[Natural language region descriptions]
**********

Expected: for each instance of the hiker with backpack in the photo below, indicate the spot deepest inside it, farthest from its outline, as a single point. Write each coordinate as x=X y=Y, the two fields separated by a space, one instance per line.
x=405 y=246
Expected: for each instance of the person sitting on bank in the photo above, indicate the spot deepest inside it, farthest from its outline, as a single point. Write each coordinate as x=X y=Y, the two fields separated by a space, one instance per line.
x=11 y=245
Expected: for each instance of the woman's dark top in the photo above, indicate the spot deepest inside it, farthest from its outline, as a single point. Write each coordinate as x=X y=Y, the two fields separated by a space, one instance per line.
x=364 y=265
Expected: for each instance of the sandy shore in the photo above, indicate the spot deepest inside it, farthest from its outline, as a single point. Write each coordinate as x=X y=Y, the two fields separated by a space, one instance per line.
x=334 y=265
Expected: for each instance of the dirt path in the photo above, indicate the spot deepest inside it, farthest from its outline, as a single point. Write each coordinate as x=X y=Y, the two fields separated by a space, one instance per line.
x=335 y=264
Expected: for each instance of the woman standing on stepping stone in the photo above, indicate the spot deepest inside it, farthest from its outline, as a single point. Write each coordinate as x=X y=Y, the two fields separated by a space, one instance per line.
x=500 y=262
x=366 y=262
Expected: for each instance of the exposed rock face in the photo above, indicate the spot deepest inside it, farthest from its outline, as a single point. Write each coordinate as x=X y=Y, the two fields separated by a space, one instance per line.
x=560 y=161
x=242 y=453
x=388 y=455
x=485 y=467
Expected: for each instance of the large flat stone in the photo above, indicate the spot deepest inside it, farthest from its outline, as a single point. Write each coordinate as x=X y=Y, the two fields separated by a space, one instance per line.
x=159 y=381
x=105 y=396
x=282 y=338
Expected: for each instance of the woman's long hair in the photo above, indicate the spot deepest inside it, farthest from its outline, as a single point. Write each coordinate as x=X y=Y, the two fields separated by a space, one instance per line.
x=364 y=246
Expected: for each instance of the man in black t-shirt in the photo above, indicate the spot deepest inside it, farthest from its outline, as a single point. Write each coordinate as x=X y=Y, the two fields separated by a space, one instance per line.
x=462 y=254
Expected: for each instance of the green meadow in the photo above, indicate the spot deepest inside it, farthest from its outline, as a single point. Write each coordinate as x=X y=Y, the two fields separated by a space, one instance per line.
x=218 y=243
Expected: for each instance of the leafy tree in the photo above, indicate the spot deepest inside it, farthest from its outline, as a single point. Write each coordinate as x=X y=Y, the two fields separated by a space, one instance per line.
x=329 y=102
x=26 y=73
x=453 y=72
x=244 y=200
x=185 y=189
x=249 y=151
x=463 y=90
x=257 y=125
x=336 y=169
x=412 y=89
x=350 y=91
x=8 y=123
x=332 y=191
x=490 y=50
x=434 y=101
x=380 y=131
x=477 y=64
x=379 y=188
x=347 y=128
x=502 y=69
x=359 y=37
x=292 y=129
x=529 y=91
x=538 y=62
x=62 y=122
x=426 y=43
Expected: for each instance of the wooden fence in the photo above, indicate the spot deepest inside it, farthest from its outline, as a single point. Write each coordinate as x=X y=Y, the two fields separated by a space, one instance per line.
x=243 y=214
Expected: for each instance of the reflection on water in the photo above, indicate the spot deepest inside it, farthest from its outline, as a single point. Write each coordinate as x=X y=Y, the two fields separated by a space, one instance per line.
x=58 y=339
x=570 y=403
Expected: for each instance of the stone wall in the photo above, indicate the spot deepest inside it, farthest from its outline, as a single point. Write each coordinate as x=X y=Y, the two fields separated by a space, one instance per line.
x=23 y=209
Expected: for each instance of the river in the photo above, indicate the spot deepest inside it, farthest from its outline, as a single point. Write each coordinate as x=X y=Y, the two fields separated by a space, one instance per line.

**********

**WHAT THIS TASK INVOLVES:** Restate the entries above. Match them exactly.

**RESULT BELOW:**
Expected: for each instance of the hiker with backpack in the photo below, indicate the spot deepest inside it, farthest from its outline, as a single point. Write each coordinate as x=X y=Y, the two fields separated by a space, one instance per line.
x=405 y=246
Expected: for each instance of the person sitting on bank in the photo above, indicate the spot deepest inside it, farthest from its outline, as a single point. Write each coordinate as x=X y=Y, the two fields separated by a space, one instance per line.
x=11 y=245
Expected: for each instance of the woman's dark top in the photo above, indicate the spot deepest inside it, farthest from its outline, as a single point. Write each coordinate as x=X y=Y, the two fields separated by a space, one instance per line.
x=364 y=265
Expected: for each instance of the sandy shore in the photo above, indicate the spot deepest inside it, farthest from its outline, as a single point. Write each coordinate as x=X y=Y, the two fields separated by a space, one instance per line.
x=334 y=265
Expected: for each instance of the dirt path in the photo above, indicate the spot deepest inside it, farthest from its outline, as a single point. Write each coordinate as x=X y=Y, the two fields separated by a space, one instance per line.
x=335 y=264
Expected: for each instance of the woman standing on stepping stone in the photo above, indicate the spot deepest inside it, farthest from its outline, as a single point. Write each coordinate as x=X y=Y, the two fields separated by a space, one instance per line.
x=500 y=262
x=366 y=262
Expected: for each instance of the exposed rock face in the photo above, indicate the spot deepest inside it, farthest from its outline, as a single point. Write each coordinate as x=X y=Y, the two fields separated by a space, one instance per line.
x=560 y=161
x=242 y=453
x=388 y=455
x=485 y=467
Expected: for each instance of the large flat stone in the photo above, indicate the spot deepest inside it, farthest from its outline, as a single point. Write each coordinate as x=X y=Y, the two fields separated by a space, one instance per line.
x=159 y=381
x=105 y=396
x=282 y=338
Expected: for each instance of the woman's long hair in the photo above, indicate the spot deepest inside it, farthest from its outline, as a single point. Write each coordinate as x=X y=Y, the two fields separated by a space, one instance per line.
x=364 y=246
Expected: for each instance of the man in black t-shirt in the photo above, indicate the spot deepest inside it, farthest from its outline, as a single point. Write each coordinate as x=X y=Y, the two fields separated by a space, one instance per line.
x=462 y=254
Expected: for each instance of the green meadow in the photo above, indicate the spot deepest inside it, farthest from its outline, as a single point. Write each coordinate as x=X y=Y, the two fields separated by a space, one instance per line.
x=218 y=243
Expected: for each instance of the leafy tree in the photo above, indicate the spot deepest inside it, farthest from its outline, as a single point. Write each coordinate as x=X y=Y, the two fields separated by a space, one instance per line.
x=329 y=102
x=26 y=73
x=453 y=72
x=244 y=200
x=185 y=189
x=249 y=151
x=463 y=90
x=257 y=125
x=336 y=169
x=412 y=89
x=350 y=91
x=8 y=123
x=332 y=191
x=490 y=50
x=434 y=101
x=380 y=131
x=477 y=64
x=379 y=188
x=347 y=128
x=502 y=69
x=359 y=37
x=292 y=129
x=529 y=91
x=538 y=62
x=62 y=122
x=426 y=43
Expected: for each instance of the wooden fence in the photo above, indicate the spot deepest inside it, farthest from its outline, as a single point. Write each coordinate as x=X y=Y, the two fields separated by a space, one instance per line.
x=243 y=214
Expected: for each instance of the reflection on water in the photo above, indicate the spot deepest inside it, farthest from its outline, as a single point. Write each coordinate as x=X y=Y, the two fields separated by a space, one instance per line.
x=58 y=339
x=570 y=403
Expected: for each instance of the stone wall in the photo above, indicate the spot deepest inside it, farthest from its outline, as a single point. Write each coordinate as x=X y=Y, the two fields separated by a space, one instance per line.
x=23 y=209
Expected: for each instance of the river in the photo above, indicate the spot deepest inside it, farthest from its outline, as a single point. Write each coordinate as x=X y=Y, the two fields separated by a space, one instance per line.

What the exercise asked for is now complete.